Problems:
**1)** In the mailing list message, which invalid device_state value may a device report when the vendor driver has encountered an internal error?
**2)** Write what comes next in the mailing list message about the vfio migration interface, picking up right after its last sentence.

All of lore.kernel.org
 help / color / mirror / Atom feed
From: Alex Williamson <alex.williamson@redhat.com>
To: "Dr. David Alan Gilbert" <dgilbert@redhat.com>
Cc: Kirti Wankhede <kwankhede@nvidia.com>,
	cjia@nvidia.com, kevin.tian@intel.com, ziye.yang@intel.com,
	changpeng.liu@intel.com, yi.l.liu@intel.com, mlevitsk@redhat.com,
	eskultet@redhat.com, cohuck@redhat.com,
	jonathan.davies@nutanix.com, eauger@redhat.com, aik@ozlabs.ru,
	pasic@linux.ibm.com, felipe@nutanix.com,
	Zhengxiao.zx@alibaba-inc.com, shuangtai.tst@alibaba-inc.com,
	Ken.Xue@amd.com, zhi.a.wang@intel.com, yan.y.zhao@intel.com,
	qemu-devel@nongnu.org, kvm@vger.kernel.org
Subject: Re: [PATCH v10 Kernel 1/5] vfio: KABI for migration interface for device state
Date: Mon, 6 Jan 2020 16:18:51 -0700	[thread overview]
Message-ID: <20200106161851.07871e28@w520.home> (raw)
In-Reply-To: <20200102182537.GK2927@work-vm>

On Thu, 2 Jan 2020 18:25:37 +0000
"Dr. David Alan Gilbert" <dgilbert@redhat.com> wrote:

> * Alex Williamson (alex.williamson@redhat.com) wrote:
> > On Fri, 20 Dec 2019 01:40:35 +0530
> > Kirti Wankhede <kwankhede@nvidia.com> wrote:
> >   
> > > On 12/19/2019 10:57 PM, Alex Williamson wrote:
> > > 
> > > <Snip>
> > >   
> 
> <snip>
> 
> > > 
> > > If device state it at pre-copy state (011b).
> > > Transition, i.e., write to device state as stop-and-copy state (010b) 
> > > failed, then by previous state I meant device should return pre-copy 
> > > state(011b), i.e. previous state which was successfully set, or as you 
> > > said current state which was successfully set.  
> > 
> > Yes, the point I'm trying to make is that this version of the spec
> > tries to tell the user what they should do upon error according to our
> > current interpretation of the QEMU migration protocol.  We're not
> > defining the QEMU migration protocol, we're defining something that can
> > be used in a way to support that protocol.  So I think we should be
> > concerned with defining our spec, for example my proposal would be: "If
> > a state transition fails the user can read device_state to determine the
> > current state of the device.  This should be the previous state of the
> > device unless the vendor driver has encountered an internal error, in
> > which case the device may report the invalid device_state 110b.  The
> > user must use the device reset ioctl in order to recover the device
> > from this state.  If the device is indicated in a valid device state
> > via reading device_state, the user may attempt to transition the device
> > to any valid state reachable from the current state."

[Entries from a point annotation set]
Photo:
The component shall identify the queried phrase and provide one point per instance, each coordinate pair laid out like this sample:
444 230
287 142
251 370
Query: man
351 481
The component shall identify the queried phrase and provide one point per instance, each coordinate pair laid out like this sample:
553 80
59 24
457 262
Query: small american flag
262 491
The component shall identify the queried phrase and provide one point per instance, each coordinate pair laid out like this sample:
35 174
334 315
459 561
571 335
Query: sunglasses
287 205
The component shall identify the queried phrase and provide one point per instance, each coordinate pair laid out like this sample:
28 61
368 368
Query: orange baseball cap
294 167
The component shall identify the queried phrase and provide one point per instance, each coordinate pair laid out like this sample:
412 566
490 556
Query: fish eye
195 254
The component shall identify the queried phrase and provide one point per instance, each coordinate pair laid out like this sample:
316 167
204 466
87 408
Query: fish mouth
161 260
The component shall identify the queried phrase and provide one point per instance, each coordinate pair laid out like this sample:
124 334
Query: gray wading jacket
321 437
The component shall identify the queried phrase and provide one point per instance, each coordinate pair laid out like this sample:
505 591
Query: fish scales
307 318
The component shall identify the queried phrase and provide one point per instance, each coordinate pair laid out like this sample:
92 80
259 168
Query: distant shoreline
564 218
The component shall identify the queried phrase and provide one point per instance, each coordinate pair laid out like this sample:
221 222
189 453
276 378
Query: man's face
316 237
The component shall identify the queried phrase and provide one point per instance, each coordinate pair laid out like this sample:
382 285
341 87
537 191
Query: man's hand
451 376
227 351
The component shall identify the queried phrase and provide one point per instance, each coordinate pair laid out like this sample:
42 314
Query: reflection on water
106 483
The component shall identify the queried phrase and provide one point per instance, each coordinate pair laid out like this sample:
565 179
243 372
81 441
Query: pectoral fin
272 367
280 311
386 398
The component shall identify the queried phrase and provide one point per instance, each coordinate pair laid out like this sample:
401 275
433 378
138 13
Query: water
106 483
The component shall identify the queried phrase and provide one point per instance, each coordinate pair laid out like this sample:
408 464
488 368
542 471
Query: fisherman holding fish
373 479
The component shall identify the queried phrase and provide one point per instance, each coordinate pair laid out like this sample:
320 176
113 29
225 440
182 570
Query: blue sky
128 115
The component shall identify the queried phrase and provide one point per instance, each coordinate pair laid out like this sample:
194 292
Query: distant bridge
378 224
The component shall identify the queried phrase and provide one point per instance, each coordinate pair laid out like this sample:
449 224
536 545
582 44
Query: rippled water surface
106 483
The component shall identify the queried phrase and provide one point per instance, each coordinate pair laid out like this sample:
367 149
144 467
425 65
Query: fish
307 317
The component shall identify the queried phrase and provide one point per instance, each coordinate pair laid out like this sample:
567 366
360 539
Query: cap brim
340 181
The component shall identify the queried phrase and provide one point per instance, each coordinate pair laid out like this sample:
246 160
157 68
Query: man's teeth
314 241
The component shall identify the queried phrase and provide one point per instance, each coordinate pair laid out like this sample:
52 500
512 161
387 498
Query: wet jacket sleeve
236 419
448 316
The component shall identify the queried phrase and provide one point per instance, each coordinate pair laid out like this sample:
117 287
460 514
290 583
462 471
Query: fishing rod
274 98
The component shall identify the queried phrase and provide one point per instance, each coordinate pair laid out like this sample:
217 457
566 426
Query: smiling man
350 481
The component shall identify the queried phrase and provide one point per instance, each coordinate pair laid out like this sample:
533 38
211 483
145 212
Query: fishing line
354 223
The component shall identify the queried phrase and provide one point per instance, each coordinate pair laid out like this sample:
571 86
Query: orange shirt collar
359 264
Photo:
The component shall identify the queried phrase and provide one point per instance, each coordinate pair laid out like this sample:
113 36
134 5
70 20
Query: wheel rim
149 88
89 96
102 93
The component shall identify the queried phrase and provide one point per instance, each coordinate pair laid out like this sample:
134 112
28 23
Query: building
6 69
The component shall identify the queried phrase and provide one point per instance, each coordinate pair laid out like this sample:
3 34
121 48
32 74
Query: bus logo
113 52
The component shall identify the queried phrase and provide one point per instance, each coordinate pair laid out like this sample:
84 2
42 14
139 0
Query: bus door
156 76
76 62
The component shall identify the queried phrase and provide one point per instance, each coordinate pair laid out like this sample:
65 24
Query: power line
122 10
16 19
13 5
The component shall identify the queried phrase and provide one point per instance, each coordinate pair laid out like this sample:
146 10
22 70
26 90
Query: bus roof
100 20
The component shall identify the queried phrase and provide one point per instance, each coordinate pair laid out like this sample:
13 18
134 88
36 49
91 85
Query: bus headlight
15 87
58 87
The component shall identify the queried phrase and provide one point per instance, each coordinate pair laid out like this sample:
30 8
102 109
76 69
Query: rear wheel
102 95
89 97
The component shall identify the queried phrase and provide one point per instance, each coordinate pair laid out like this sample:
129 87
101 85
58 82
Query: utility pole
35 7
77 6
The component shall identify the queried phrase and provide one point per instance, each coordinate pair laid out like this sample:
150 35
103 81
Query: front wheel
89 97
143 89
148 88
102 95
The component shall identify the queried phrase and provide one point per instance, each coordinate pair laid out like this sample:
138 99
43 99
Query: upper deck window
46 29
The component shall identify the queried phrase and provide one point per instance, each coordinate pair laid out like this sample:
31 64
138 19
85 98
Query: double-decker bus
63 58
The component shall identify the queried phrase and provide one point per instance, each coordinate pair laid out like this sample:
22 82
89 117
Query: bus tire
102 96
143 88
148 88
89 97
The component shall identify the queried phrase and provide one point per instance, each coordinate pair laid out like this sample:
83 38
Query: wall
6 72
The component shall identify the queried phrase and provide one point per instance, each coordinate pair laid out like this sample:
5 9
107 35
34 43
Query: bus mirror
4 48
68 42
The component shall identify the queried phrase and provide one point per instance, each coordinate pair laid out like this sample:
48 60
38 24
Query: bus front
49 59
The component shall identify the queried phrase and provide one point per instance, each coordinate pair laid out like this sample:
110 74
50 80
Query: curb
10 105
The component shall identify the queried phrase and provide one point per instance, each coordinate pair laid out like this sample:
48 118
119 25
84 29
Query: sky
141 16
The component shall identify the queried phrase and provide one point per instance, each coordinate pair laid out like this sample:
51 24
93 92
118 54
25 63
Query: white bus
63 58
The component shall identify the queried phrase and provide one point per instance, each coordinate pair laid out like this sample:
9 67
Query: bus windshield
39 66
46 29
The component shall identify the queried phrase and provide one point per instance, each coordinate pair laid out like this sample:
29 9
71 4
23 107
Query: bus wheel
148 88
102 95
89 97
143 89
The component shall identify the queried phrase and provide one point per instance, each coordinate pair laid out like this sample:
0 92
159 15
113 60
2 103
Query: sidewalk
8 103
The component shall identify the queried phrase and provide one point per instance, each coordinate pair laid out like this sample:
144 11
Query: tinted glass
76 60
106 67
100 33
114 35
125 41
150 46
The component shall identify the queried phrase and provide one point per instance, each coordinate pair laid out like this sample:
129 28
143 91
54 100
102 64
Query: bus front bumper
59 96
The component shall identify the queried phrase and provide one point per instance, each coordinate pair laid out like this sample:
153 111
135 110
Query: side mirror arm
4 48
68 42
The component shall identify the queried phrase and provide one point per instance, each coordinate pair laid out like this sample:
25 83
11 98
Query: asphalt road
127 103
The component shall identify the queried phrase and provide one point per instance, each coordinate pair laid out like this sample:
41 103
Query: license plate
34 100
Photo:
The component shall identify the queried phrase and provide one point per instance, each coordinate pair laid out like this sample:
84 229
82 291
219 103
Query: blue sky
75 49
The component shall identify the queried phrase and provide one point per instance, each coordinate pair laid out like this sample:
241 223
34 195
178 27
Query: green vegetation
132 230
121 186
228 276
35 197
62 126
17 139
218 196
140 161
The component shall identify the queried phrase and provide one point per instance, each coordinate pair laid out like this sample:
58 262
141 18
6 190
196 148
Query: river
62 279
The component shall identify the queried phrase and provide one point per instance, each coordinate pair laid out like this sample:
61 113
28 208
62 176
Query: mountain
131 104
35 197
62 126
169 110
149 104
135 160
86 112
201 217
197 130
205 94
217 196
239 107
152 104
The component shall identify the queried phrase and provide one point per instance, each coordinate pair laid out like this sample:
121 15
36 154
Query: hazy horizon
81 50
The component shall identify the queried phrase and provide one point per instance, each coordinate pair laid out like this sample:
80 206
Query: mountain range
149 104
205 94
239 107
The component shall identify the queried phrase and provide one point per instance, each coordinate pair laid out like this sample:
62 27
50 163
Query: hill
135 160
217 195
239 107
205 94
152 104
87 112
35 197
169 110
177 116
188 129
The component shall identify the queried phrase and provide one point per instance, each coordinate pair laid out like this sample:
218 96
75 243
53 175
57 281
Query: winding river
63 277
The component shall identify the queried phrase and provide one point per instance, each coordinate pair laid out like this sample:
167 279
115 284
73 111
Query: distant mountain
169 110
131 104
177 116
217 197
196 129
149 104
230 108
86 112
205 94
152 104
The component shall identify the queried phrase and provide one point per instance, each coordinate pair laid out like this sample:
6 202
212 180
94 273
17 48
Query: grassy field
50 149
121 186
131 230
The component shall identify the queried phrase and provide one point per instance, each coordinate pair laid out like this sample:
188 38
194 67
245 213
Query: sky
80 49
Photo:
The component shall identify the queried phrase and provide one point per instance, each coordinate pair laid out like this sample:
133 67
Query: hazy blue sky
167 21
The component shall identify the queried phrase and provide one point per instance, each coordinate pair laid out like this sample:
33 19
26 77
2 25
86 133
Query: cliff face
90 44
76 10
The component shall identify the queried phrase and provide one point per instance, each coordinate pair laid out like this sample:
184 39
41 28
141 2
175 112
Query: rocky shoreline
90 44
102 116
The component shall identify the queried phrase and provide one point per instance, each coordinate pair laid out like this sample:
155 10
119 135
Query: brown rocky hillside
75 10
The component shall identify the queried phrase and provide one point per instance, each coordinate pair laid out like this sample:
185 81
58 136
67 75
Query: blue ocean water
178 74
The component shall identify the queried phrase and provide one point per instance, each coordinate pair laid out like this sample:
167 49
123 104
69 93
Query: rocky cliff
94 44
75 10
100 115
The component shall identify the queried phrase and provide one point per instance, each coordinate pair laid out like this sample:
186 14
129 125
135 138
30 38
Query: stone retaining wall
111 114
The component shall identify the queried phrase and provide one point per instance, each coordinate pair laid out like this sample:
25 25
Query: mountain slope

Task responses:
**1)** 110b

**2)**
> 
> We might want to be able to distinguish between:
>   a) The device has failed and needs a reset
>   b) The migration has failed

I think the above provides this.  For Kirti's example above of
transitioning from pre-copy to stop-and-copy, the device could refuse
to transition to stop-and-copy, generating an error on the write() of
device_state.  The user re-reading device_state would allow them to
determine the current device state, still in pre-copy or failed.  Only
the latter would require a device reset.

> If some part of the devices mechanics for migration fail, but the device
> is otherwise operational then we should be able to decide to fail the
> migration without taking the device down, which might be very bad for
> the VM.
> Losing a VM during migration due to a problem with migration really
> annoys users; it's one thing the migration failing, but taking the VM
> out as well really gets to them.
> 
> Having the device automatically transition back to the 'running' state
> seems a bad idea to me; much better to tell the hypervisor and provide
> it with a way to clean up; for example, imagine a system with multiple
> devices that are being migrated, most of them have happily transitioned
> to stop-and-copy, but then the last device decides to fail - so now
> someone is going to have to take all of them back to running.

Right, unless I'm missing one, it seems invalid->running is the only
self transition the device should make, though still by way of user
interaction via the reset ioctl.  Thanks,

Alex


WARNING: multiple messages have this Message-ID (diff)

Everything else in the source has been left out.